··· Data extracts

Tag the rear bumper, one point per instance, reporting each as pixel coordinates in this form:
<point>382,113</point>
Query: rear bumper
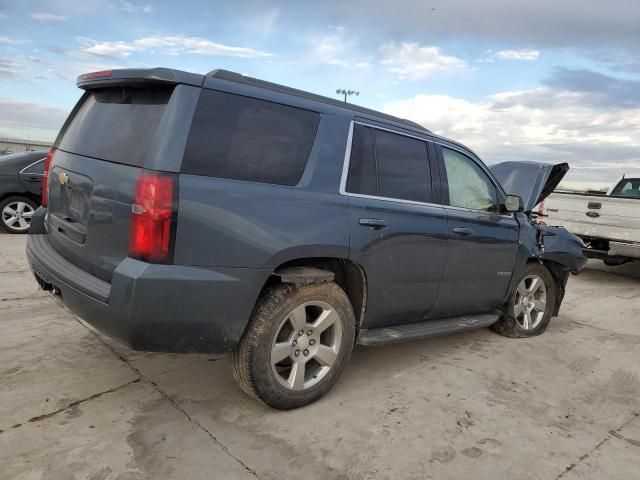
<point>616,249</point>
<point>621,249</point>
<point>168,308</point>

······

■ **The task**:
Please set down the records above verbatim, with each picture left out.

■ **Written solution**:
Tag the rear bumper, one point per instance, reporting each as pixel coordinates in this form:
<point>382,113</point>
Query: rear bumper
<point>616,249</point>
<point>621,249</point>
<point>168,308</point>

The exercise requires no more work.